-------- PAGE

Replacing the ids of course.

----------

## element432

I believe I tried this, but I don't remember so I'll try again once I get home haha. Thanks!

----------

## Anon-E-moose

Are you unbinding it, before you try and rebind it to vfio?

----------

## element432

Whenever I try to manually unbind it when it is bound to Nvidia, it just hangs and sometimes causes it to crash.

----------

## Anon-E-moose

I have an nvidia and radeon now, so it's a little different, since I can now blacklist the radeon card.

BUT when I was using 2 nvidia cards I had to do this

echo 0000:02:00.0 > /sys/bus/pci/drivers/nouveau/unbind

echo 0000:02:00.0 > /sys/bus/pci/devices/0000:02:00.0/driver/unbind

First unbind from nouveau (should be the same if using nvidia drivers)

----------------
-------- PROVIDED MATERIAL

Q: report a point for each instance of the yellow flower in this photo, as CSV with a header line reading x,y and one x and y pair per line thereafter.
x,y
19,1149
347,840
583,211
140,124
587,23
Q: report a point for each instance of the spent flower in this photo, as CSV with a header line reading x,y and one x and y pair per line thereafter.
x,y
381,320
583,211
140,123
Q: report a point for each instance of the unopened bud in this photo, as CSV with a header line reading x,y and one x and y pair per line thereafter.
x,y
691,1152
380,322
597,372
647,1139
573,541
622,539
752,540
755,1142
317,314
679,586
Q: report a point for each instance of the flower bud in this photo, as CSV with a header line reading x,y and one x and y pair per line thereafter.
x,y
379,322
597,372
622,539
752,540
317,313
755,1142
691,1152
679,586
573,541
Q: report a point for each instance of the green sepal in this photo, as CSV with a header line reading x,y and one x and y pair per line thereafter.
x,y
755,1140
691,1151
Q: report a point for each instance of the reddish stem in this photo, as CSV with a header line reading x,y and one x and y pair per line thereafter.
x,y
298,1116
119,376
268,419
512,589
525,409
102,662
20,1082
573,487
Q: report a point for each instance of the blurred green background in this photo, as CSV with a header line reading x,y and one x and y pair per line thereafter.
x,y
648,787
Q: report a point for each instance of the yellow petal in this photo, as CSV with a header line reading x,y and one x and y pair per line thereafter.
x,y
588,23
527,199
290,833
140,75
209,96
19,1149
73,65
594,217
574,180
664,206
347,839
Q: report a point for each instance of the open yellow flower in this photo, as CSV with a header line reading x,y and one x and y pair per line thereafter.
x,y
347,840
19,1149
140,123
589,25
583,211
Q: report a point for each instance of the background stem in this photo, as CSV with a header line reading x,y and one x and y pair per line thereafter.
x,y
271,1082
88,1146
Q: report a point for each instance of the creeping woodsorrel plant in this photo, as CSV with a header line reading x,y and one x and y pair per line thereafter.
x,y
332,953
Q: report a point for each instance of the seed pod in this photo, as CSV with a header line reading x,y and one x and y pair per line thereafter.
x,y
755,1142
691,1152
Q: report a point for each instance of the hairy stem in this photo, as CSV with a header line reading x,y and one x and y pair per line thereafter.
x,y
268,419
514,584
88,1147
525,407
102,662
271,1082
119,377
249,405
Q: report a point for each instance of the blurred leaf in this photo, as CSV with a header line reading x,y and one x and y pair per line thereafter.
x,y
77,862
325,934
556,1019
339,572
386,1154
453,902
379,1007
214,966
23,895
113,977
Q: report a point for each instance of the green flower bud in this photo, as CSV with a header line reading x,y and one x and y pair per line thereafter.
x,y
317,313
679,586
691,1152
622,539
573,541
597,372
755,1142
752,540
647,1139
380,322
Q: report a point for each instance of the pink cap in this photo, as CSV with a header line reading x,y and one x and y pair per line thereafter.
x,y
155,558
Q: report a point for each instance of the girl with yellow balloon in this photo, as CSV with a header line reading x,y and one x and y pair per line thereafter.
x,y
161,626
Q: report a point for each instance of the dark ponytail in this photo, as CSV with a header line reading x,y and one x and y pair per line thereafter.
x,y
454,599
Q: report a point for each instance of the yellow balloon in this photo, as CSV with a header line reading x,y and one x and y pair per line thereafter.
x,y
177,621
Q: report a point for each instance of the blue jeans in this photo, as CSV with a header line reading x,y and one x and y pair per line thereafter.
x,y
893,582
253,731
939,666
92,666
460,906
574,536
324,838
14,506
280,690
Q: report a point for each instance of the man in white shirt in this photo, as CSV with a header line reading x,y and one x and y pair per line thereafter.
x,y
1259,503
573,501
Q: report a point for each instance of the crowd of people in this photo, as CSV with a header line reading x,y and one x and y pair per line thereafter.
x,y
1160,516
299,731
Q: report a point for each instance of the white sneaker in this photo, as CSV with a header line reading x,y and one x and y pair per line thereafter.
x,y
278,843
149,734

----------------

JOBS ->
A: Answer these about the forum thread on unbinding a graphics card for vfio:
(i) Which two kinds of graphics card does Anon-E-moose have now?
(ii) From which driver does the first echo command unbind the card?
(iii) What PCI address appears in both echo commands?
B: Resume the forum thread on unbinding a graphics card for vfio, picking up right after its final sentence.

OUTPUTS FOR THE TASKS ->
A:
(i) An nvidia card and a radeon card.
(ii) nouveau.
(iii) 0000:02:00.0.

B:
then unbind the device itself.

If that doesn't work, don't know what else to tell you.

----------

## element432

I definitely didn't try unbinding from Nvidia first so I'll try that. I was almost at the point of just picking up a cheap Radeon card for the host haha.

----------

## Anon-E-moose

Radeon is definitely an easier pass through than nvidia, even if you had 2 radeon cards.

----------

## element432

Thanks! That worked for me, may eventually change to a radeon card in the future though haha.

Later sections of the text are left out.